> [DIRECTIONS]: Both the line below containing "Spot the white elastic" and the line containing "[[55, 34], [89, 95], [139, 183]]", along with every line between them, should be repeated exactly; no other line belongs in the answer.

..............................

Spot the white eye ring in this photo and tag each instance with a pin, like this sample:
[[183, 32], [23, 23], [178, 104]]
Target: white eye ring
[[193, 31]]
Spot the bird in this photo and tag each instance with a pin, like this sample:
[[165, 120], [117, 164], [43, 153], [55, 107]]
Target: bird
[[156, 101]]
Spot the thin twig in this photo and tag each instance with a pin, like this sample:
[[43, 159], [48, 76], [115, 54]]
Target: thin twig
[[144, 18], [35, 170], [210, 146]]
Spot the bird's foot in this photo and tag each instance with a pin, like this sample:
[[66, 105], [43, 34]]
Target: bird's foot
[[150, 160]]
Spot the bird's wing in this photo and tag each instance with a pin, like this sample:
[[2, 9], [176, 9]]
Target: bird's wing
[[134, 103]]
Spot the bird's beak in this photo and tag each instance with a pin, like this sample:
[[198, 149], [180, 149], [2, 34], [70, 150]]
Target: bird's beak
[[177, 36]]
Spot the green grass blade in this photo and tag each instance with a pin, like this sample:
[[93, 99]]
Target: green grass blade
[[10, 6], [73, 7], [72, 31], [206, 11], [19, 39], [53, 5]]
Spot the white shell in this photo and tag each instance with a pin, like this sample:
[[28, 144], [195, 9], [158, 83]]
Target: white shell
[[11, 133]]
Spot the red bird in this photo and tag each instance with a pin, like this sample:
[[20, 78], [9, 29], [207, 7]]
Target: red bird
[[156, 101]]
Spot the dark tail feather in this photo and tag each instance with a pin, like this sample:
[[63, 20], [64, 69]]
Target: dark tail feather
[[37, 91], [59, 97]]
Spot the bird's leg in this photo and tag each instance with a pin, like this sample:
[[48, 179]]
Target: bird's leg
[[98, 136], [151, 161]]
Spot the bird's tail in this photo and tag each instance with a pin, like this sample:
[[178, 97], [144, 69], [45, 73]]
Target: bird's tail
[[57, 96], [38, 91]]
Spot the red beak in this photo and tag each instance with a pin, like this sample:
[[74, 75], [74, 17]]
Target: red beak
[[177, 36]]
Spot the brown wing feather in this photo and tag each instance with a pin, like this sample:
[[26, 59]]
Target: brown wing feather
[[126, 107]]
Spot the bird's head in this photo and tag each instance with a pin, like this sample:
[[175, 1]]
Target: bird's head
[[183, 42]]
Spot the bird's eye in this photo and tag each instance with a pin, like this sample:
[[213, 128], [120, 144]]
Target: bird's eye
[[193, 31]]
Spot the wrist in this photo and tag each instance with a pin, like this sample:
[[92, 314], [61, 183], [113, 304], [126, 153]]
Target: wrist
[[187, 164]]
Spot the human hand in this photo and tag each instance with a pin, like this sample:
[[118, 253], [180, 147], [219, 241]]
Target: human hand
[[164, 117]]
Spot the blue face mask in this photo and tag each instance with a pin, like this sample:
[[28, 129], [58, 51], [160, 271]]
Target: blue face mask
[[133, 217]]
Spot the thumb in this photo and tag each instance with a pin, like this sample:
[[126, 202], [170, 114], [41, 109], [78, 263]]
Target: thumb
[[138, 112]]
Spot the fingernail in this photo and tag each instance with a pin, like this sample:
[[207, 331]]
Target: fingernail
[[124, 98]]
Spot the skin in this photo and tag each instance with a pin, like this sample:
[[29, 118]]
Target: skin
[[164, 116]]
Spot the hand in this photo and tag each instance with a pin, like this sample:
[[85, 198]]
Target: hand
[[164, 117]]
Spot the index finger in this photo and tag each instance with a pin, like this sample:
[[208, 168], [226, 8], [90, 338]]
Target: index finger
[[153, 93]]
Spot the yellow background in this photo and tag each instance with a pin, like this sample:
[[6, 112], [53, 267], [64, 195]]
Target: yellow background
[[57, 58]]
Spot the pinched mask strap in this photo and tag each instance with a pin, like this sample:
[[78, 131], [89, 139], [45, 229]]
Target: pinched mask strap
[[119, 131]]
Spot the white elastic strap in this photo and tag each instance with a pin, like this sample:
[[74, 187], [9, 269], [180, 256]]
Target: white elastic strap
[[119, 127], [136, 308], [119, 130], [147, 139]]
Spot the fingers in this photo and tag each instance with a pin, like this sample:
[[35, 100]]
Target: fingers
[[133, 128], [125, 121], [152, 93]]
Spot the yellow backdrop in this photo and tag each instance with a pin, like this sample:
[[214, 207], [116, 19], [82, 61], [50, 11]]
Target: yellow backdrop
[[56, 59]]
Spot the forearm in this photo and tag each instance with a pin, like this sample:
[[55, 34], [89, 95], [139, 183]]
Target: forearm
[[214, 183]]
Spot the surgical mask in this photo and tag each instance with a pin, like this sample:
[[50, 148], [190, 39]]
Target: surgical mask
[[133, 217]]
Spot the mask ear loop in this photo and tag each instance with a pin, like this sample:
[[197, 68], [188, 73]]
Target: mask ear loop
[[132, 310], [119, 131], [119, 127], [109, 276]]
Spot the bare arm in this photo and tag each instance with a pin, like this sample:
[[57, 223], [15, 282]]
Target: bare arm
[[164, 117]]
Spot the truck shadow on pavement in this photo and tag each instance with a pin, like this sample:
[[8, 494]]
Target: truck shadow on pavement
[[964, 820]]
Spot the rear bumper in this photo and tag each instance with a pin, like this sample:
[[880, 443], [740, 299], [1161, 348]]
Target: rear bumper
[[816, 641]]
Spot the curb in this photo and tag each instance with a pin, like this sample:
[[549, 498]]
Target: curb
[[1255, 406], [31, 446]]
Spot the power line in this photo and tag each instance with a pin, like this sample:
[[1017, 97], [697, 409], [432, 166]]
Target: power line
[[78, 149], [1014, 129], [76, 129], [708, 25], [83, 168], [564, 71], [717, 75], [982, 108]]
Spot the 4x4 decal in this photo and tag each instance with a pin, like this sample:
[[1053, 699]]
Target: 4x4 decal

..............................

> [ANSWER BOX]:
Spot the white elastic strap in this photo and tag each instance with a pin, like this sample:
[[74, 187], [9, 269], [180, 256]]
Target: white elastic strap
[[119, 127], [136, 308], [119, 130], [147, 139]]
Spot the fingers in this photo and tag each instance with a pin, like this sample:
[[35, 100]]
Target: fingers
[[133, 128], [125, 121], [152, 93]]
Spot the yellow backdrop in this photo and tag each instance with a pin, like this sample:
[[214, 207], [116, 19], [82, 61], [50, 11]]
Target: yellow backdrop
[[56, 59]]
Spot the forearm in this photo and tag each instance with a pin, like this sample:
[[55, 34], [89, 95], [139, 183]]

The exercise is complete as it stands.